■ **Saved entries**:
····················
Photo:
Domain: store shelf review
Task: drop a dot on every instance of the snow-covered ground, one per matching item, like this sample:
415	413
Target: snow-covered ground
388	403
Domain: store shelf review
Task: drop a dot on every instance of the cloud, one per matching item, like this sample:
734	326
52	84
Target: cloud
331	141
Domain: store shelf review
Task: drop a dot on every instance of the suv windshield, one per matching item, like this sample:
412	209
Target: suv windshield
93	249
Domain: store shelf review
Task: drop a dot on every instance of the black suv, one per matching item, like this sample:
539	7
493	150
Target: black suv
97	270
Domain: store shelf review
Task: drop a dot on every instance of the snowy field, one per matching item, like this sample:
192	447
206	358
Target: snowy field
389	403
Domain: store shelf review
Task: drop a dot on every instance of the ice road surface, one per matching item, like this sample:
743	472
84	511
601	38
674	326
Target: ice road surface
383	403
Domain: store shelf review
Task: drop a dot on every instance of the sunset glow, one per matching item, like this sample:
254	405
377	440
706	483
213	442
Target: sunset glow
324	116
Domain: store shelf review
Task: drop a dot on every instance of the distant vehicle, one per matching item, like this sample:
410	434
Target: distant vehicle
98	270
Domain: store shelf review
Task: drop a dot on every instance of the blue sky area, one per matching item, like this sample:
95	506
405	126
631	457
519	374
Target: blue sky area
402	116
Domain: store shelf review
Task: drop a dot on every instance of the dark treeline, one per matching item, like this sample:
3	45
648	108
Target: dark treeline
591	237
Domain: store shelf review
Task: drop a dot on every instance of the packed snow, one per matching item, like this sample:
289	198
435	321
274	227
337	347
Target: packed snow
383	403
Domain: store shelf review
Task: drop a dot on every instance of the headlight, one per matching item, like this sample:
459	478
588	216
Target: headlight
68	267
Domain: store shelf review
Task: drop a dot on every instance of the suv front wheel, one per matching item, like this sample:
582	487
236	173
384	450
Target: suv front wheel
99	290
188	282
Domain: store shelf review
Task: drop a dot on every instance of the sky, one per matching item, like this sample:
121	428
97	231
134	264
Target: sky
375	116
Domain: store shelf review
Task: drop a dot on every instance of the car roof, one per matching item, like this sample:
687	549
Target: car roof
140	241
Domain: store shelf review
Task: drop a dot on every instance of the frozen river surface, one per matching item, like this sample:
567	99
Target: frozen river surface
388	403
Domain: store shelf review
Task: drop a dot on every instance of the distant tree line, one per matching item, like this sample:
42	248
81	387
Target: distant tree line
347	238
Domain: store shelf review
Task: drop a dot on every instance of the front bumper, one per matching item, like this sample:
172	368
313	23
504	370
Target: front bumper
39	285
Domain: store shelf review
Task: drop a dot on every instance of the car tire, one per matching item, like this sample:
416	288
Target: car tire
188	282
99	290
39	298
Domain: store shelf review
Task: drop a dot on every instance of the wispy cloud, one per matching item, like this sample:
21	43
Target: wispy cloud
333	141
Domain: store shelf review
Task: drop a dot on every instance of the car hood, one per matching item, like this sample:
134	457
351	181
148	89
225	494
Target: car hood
····················
■ **ACTIVITY**: From the first line to the last, transcribe the records exactly.

■ **RESPONSE TO THE TASK**:
Photo:
Domain: store shelf review
Task: drop a dot on every instance of the snow-covered ground, one per matching item, like this sample:
415	413
Target: snow-covered ground
388	403
Domain: store shelf review
Task: drop a dot on every instance of the cloud, one per matching item, like this sample:
734	326
52	84
Target: cloud
331	141
Domain: store shelf review
Task: drop a dot on every instance of the suv windshield, one per matching item, like this sample:
412	209
Target: suv windshield
93	249
Domain: store shelf review
Task: drop a dot on every instance of the black suv, one per matching item, like this sample:
539	7
493	150
Target: black suv
97	270
Domain: store shelf review
Task: drop a dot on every instance of the snowy field, one per matching item, like this sample:
192	447
206	358
Target: snowy field
389	403
Domain: store shelf review
Task: drop a dot on every instance of the ice road surface, one per matching item, like this sample:
743	472
84	511
601	38
674	326
Target: ice road surface
383	403
Domain: store shelf review
Task: drop a dot on every instance of the sunset glow, one per matching item, like this sample:
254	405
377	440
706	483
213	442
Target: sunset glow
324	116
Domain: store shelf review
Task: drop a dot on every instance of the distant vehicle, one per matching item, like this sample:
410	434
Target: distant vehicle
98	270
Domain: store shelf review
Task: drop a dot on every instance of the blue sky area, one per matching item, like this sample:
95	506
405	126
631	457
519	374
Target: blue sky area
402	116
Domain: store shelf review
Task: drop a dot on every instance of the dark treeline, one per matching item, like this sample:
3	45
648	108
Target: dark treeline
591	237
Domain: store shelf review
Task: drop a dot on every instance of the packed snow, one per matching item, like this sample:
289	198
435	321
274	227
337	347
Target: packed snow
383	403
Domain: store shelf review
Task: drop a dot on every instance of the headlight, one per matching item, like this sample:
459	478
588	216
Target: headlight
68	267
Domain: store shelf review
Task: drop a dot on every instance of the suv front wheel, one per matching item, like this sample:
582	487
236	173
384	450
Target: suv front wheel
99	290
188	282
Domain: store shelf review
Task: drop a dot on every instance of the sky, one per matching item, like this sample:
121	428
97	231
134	264
Target: sky
375	116
Domain: store shelf review
Task: drop a dot on every instance of the car roof, one per matching item, like this sample:
687	549
Target: car roof
140	241
Domain: store shelf review
Task: drop a dot on every instance of the frozen river surface, one per matching item, like this sample:
567	99
Target: frozen river surface
388	403
Domain: store shelf review
Task: drop a dot on every instance of the distant tree line, one per matching item, like this sample:
42	248
81	387
Target: distant tree line
347	238
Domain: store shelf review
Task: drop a dot on every instance of the front bumper, one per matching item, like this sample:
172	368
313	23
504	370
Target: front bumper
39	285
Domain: store shelf review
Task: drop a dot on every instance of the car tire, one per matching item, like this sample:
416	288
Target: car tire
188	282
99	290
39	298
Domain: store shelf review
Task: drop a dot on every instance of the wispy cloud, one per matching item, like this sample:
21	43
Target: wispy cloud
333	141
Domain: store shelf review
Task: drop a dot on every instance of the car hood, one per matching item, like this sample:
134	457
351	181
148	89
225	494
Target: car hood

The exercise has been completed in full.